- [TASK TO CARRY OUT]: Reproduce every record below exactly as it appears.
# start of DATA SHOWN
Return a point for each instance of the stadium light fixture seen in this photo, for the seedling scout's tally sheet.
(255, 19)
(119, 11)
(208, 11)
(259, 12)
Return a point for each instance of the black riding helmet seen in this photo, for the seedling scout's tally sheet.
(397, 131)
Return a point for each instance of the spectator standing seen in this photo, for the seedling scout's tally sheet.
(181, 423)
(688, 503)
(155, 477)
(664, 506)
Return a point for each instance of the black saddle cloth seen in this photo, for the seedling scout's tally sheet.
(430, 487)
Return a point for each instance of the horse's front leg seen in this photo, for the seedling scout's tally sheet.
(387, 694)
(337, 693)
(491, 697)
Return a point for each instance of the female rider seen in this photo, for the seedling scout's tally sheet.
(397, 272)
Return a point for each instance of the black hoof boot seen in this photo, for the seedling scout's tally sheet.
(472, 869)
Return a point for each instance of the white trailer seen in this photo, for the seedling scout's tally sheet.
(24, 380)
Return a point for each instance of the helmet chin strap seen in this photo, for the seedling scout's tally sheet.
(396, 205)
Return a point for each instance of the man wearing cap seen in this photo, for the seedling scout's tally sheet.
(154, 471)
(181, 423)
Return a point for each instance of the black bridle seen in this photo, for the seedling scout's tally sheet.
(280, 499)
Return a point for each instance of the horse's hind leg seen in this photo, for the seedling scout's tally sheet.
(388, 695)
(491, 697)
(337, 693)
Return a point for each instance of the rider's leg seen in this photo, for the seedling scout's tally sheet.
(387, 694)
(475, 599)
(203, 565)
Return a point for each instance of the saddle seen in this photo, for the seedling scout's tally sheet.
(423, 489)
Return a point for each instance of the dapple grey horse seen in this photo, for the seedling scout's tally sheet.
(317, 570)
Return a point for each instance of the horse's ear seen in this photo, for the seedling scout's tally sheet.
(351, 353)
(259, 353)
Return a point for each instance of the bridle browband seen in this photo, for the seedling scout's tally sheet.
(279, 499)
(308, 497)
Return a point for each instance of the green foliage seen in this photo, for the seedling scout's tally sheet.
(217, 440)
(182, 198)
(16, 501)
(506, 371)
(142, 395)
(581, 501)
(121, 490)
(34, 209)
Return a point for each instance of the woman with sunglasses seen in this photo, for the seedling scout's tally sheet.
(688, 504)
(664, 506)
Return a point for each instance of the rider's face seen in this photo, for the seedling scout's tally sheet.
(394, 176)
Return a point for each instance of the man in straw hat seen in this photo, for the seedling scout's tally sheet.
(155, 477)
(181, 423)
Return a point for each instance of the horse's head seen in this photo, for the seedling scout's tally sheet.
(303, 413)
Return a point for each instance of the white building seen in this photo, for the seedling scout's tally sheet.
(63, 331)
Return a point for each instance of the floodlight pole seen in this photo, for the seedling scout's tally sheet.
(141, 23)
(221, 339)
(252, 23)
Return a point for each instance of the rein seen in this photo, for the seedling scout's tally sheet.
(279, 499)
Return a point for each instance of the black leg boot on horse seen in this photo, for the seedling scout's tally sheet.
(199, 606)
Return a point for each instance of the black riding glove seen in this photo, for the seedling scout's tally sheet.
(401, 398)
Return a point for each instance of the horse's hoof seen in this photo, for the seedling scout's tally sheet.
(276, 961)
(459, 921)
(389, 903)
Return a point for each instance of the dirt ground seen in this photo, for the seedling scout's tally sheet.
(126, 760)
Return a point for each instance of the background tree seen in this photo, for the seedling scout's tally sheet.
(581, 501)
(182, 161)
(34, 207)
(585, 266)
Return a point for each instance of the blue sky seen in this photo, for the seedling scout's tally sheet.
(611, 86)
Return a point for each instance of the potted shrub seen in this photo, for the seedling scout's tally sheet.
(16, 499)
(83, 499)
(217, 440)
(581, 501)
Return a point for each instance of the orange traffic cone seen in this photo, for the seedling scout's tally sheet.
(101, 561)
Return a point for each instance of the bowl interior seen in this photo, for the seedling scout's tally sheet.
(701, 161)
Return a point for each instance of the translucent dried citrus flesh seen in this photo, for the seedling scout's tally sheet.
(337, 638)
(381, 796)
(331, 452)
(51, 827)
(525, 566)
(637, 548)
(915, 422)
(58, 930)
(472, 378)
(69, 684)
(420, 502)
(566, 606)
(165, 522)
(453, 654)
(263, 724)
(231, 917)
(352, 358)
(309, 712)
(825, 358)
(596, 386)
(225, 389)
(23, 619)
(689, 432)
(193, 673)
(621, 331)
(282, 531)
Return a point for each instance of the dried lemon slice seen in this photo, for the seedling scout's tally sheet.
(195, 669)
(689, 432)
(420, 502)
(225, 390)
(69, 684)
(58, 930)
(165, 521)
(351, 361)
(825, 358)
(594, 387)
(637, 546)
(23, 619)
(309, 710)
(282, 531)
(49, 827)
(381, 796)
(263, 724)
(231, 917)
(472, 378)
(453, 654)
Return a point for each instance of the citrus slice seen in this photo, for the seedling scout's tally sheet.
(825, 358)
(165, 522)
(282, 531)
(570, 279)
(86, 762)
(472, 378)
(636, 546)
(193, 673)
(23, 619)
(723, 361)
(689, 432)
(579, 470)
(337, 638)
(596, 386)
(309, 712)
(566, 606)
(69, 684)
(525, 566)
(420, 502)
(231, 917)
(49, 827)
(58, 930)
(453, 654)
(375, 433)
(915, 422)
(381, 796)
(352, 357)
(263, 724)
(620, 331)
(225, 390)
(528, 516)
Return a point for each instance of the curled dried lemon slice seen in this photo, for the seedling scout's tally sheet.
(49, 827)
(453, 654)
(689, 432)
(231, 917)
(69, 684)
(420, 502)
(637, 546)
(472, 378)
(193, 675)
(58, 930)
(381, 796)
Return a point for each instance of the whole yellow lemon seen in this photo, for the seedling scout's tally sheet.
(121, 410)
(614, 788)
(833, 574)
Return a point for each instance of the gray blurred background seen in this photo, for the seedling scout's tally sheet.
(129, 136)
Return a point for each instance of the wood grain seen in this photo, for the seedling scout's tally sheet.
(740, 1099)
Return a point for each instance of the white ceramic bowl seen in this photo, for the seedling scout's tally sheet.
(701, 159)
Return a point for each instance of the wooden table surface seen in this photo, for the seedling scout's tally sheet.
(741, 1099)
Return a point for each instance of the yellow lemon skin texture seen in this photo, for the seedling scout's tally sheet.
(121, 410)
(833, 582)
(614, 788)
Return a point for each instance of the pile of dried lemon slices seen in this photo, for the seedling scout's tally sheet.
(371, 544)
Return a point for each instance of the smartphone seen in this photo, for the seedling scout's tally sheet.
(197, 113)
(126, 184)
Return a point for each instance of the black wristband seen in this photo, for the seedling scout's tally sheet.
# end of DATA SHOWN
- [OUTPUT OF THE EXERCISE]:
Return a point for each instance of the stadium light fixture seen in this photo, for the seedling scout's tally sheet.
(255, 19)
(119, 11)
(208, 11)
(259, 12)
Return a point for each instance of the black riding helmet seen in this photo, for the seedling scout's tally sheet.
(397, 131)
Return a point for each instance of the spectator standing seen in this photo, for the seedling scout's tally sheet.
(181, 423)
(688, 503)
(155, 477)
(664, 506)
Return a point for each instance of the black saddle cloth seen in this photo, for the seedling scout's tally sheet.
(430, 487)
Return a point for each instance of the horse's front leg seen in this photo, for the seedling scout's tally sheet.
(387, 694)
(337, 693)
(491, 697)
Return a point for each instance of the female rider seen in this photo, for the seedling scout's tally sheet.
(397, 272)
Return a point for each instance of the black hoof boot seen in this photo, for the seedling scout's tally sheet.
(472, 869)
Return a point for each instance of the white trailer seen in this photo, for the seedling scout's tally sheet.
(24, 380)
Return a point for each instance of the helmet chin strap seen in this photo, for the seedling scout's tally sheet.
(396, 205)
Return a point for each instance of the man wearing cap seen in this photo, for the seedling scout's tally sheet.
(154, 471)
(181, 423)
Return a point for each instance of the black bridle seen in this photo, for the seedling scout's tally sheet.
(280, 499)
Return a point for each instance of the horse's hind leg seen in this photo, for the seedling scout's tally sheet.
(388, 695)
(491, 697)
(337, 693)
Return a point for each instance of the rider's leg seen in this photo, for the seedling scout's tally sheet.
(387, 694)
(475, 599)
(203, 565)
Return a point for each instance of the saddle seen in this photo, for the seedling scout's tally sheet.
(423, 489)
Return a point for each instance of the dapple grey horse seen in this photo, for the seedling scout's tally sheet.
(317, 570)
Return a point for each instance of the horse's ear seen in this photo, for the seedling scout's tally sheet.
(351, 353)
(259, 353)
Return a point for each instance of the bridle browband seen in this photo, for the seedling scout's tally sheet.
(279, 499)
(308, 497)
Return a point for each instance of the green foliage seen in this photo, for the seedling scout's tally sheet.
(217, 440)
(182, 198)
(16, 501)
(506, 371)
(142, 395)
(581, 501)
(121, 490)
(34, 209)
Return a point for each instance of the woman with sunglasses seen in this photo, for the seedling scout's tally sheet.
(688, 504)
(664, 506)
Return a point for each instance of the rider's face seen in this photo, for the seedling scout's tally sheet.
(394, 176)
Return a point for each instance of the man in straw hat seen in this photo, for the seedling scout's tally sheet.
(155, 477)
(181, 423)
Return a point for each instance of the horse's head seen in this photo, for the seedling scout's tally sheet.
(303, 413)
Return a point for each instance of the white building seen in this photo, for the seedling scout's tally sheet.
(63, 331)
Return a point for each instance of the floodlight pole seen in this photo, for the seedling scout's tally sheet.
(141, 23)
(221, 339)
(252, 23)
Return a point for each instance of the rein seen in this photo, for the seedling scout's tally sheet.
(279, 499)
Return a point for each instance of the black leg boot on horse seen in this photo, for the seedling scout's tally sheet.
(199, 606)
Return a point for each instance of the black riding glove seen in this photo, for the seedling scout's tally sheet.
(401, 398)
Return a point for each instance of the horse's hoof seen in this photo, for the seedling scout's tally sheet.
(276, 961)
(459, 921)
(389, 903)
Return a point for each instance of the dirt ground seen in this photo, for the seedling scout's tally sheet.
(126, 760)
Return a point for each instance of the background tree seen in this photo, for the seedling scout's tally sheet.
(581, 501)
(182, 161)
(34, 207)
(585, 266)
Return a point for each instance of the blue sky seen in this photo, for the seedling scout's tally sheet.
(611, 86)
Return a point for each instance of the potted shrub seen in this photo, for the seedling scout's tally sheet.
(16, 499)
(83, 499)
(217, 440)
(581, 501)
Return a point for each instance of the orange traffic cone seen in this photo, for the seedling scout's tally sheet.
(101, 561)
Return a point for each instance of the bowl interior seen in this photo, for the seedling scout's tally sheet.
(701, 161)
Return a point for each instance of the translucent dried citrus flesh seen in this photo, for the seedling scout's tally sheet.
(337, 638)
(381, 796)
(331, 452)
(51, 827)
(525, 566)
(637, 548)
(915, 422)
(58, 930)
(472, 378)
(69, 684)
(420, 502)
(566, 606)
(165, 522)
(453, 654)
(263, 724)
(231, 917)
(352, 358)
(309, 712)
(825, 358)
(596, 386)
(225, 389)
(23, 619)
(689, 432)
(193, 673)
(621, 331)
(282, 531)
Return a point for each instance of the dried lemon slice seen in this photo, for the seedling scout's tally sheet.
(195, 669)
(689, 432)
(420, 502)
(225, 390)
(69, 684)
(58, 930)
(165, 521)
(351, 361)
(825, 358)
(594, 387)
(637, 546)
(23, 619)
(309, 710)
(282, 531)
(49, 827)
(381, 796)
(263, 724)
(231, 917)
(472, 378)
(453, 654)
Return a point for each instance of the citrus slice seen in this photo, for the seedling scout's tally sheet.
(825, 358)
(165, 522)
(282, 531)
(570, 279)
(86, 762)
(472, 378)
(636, 546)
(193, 673)
(23, 619)
(723, 361)
(689, 432)
(579, 470)
(337, 638)
(596, 386)
(309, 712)
(566, 606)
(69, 684)
(525, 566)
(420, 502)
(231, 917)
(49, 827)
(58, 930)
(453, 654)
(375, 433)
(915, 422)
(381, 796)
(352, 357)
(263, 724)
(620, 331)
(225, 390)
(528, 516)
Return a point for each instance of the curled dried lemon slice seen in this photo, for the seedling scout's tally sheet.
(49, 827)
(453, 654)
(689, 432)
(231, 917)
(69, 684)
(420, 502)
(637, 546)
(472, 378)
(193, 675)
(58, 930)
(381, 796)
Return a point for each instance of the whole yellow lemon seen in this photo, for the seedling scout's tally sheet.
(121, 410)
(614, 788)
(833, 574)
Return a point for each instance of the gray blurred background seen in this photo, for the seedling scout's tally sheet.
(129, 136)
Return a point for each instance of the wood grain seen in this photo, for the seedling scout's tally sheet.
(740, 1099)
Return a point for each instance of the white ceramic bowl seen in this photo, for the seedling scout's tally sheet.
(701, 159)
Return a point for each instance of the wooden table surface seen in this photo, for the seedling scout's tally sheet.
(741, 1099)
Return a point for each instance of the yellow lemon skin texture seen in this photo, for the seedling scout's tally sheet.
(121, 410)
(833, 582)
(614, 788)
Return a point for each instance of the pile of dried lemon slices seen in this photo, for the seedling scout's tally sheet.
(371, 544)
Return a point for each instance of the smartphone seen in this photo, for the seedling scout's tally sheet.
(197, 113)
(126, 184)
Return a point for each instance of the black wristband seen in this photo, for the seedling scout's tally sheet.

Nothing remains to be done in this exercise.